=== Extract ===
Shocking facial pain often misdiagnosed, mistreated
Sixty-year-old Luis Gonzalez will never forget the first time he experienced the intense pain. It felt like mild electric shocks running along the right side of his face, from his throat to his temple.
At first, the shocks occurred a few times a month and he didn’t pay them much attention. But the attacks became more frequent, and Gonzalez developed a sharp pain in the throat and face. He went to see his primary care physician, who diagnosed him with allergies and prescribed medication.
The pain didn’t go away. “I woke up with a shooting pain in my upper molar,” he recalls. “I’ve never had a toothache in my life, but I went to the dentist, and he said I had perfect teeth and gums.”
The dentist prescribed a strong pain reliever, but it wasn’t enough. Another visit to the doctor led to even more pain medication, which dulled his sense of taste and took away his appetite. Worse yet, the pain was with him day and night.
Unwilling to give up, Gonzalez was referred to a neurologist, who diagnosed him with trigeminal neuralgia, a disorder originating from the trigeminal nerve bundle that runs through the face.
An estimated one in 15,000 people suffer from trigeminal neuralgia, although the actual figure may be higher due to misdiagnosis. While patients can identify triggers that bring on the pain—eating, brushing the teeth, even a light touch of the skin—at the onset the pain can be unpredictable.
In a majority of cases, symptoms appear after age 50, as with Gonzalez, and the condition is more common in women than men. Most often, in the absence of actual pain, many patients undergo a normal neurological exam, making a proper diagnosis challenging. Any symptoms experienced by younger patients, or felt on both sides of the face, may require imaging tests, such as an MRI.
=== Recorded data ===
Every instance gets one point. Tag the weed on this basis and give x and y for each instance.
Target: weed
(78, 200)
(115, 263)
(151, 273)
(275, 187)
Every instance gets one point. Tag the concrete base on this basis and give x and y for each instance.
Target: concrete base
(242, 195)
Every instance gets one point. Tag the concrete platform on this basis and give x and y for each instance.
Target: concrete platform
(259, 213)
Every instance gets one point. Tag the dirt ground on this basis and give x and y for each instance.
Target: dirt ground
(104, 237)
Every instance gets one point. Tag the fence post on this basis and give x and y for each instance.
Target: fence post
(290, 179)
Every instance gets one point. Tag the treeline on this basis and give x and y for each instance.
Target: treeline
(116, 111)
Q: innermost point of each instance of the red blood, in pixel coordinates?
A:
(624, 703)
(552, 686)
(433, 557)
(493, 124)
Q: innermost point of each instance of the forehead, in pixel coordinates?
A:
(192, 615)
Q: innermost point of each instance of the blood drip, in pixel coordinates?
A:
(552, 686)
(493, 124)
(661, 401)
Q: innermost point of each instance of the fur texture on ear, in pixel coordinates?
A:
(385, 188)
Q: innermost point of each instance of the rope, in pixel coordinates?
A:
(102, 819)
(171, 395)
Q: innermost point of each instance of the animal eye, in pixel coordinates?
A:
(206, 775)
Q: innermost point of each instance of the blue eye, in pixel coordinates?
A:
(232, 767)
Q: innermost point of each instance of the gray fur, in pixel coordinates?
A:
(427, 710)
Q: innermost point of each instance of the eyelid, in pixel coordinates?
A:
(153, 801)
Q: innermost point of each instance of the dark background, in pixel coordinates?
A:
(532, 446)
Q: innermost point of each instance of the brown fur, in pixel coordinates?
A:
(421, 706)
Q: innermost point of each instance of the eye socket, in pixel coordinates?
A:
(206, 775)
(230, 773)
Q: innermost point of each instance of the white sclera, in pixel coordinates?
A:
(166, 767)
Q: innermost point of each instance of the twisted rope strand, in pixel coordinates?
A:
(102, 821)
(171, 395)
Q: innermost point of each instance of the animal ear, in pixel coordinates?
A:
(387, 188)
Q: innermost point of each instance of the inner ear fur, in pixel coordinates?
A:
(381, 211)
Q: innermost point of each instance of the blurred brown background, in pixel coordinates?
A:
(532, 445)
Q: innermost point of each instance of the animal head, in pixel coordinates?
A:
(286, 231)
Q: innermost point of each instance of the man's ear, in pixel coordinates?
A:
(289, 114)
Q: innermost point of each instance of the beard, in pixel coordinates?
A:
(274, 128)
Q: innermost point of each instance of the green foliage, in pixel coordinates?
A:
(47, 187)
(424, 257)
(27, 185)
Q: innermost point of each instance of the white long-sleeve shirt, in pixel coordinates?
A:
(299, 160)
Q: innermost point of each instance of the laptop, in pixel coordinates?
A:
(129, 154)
===
### [Exercise]
Continue the article above about trigeminal neuralgia, starting right after its last sentence.

### [Answer to this problem]
Gonzalez’s first neurologist increased his pain medication but advised him that he would have to live with the discomfort, he says. But the medicine made him sick, and a second medication—one used to treat epilepsy—caused weakness and trembling in his legs. “I ended up very depressed, and I’m not a depressed person. I just didn’t know what to do,” says Gonzalez.
Another referral brought Gonzalez to Dr. Kenji Muro, a neurosurgeon at Advocate Illinois Masonic Medical Center, who has been treating an increasing number of patients with the condition through surgery. “Trigeminal neuralgia is a challenging condition to recognize due to its low incidence and the broad differential diagnosis for pain in and around the face. It may be misdiagnosed as dental, jaw or sinus problems, or even migraines,” says Dr. Muro.
“In Luis’s case, a blood vessel loop was causing pressure on the trigeminal nerve. When it became clear that his condition wasn’t helped with medication, we surgically relieved the pressure on the nerve, in turn relieving the pain.”
Dr. Muro says more patients are coming to him for pain related to trigeminal neuralgia, in part because of increased awareness of the disorder and the ability to treat it surgically. He stresses that the first line of therapy is medication, but for patients with unmanageable symptoms or who suffer medication side effects, surgery may be the answer. The various surgical options depend on the patient’s health and the severity of the symptoms.
As for Gonzalez, he has been free of pain—and medication— since his June 2012 operation. “I’m amazed. I’m like a different person now,” he says. “It’s like a miracle.”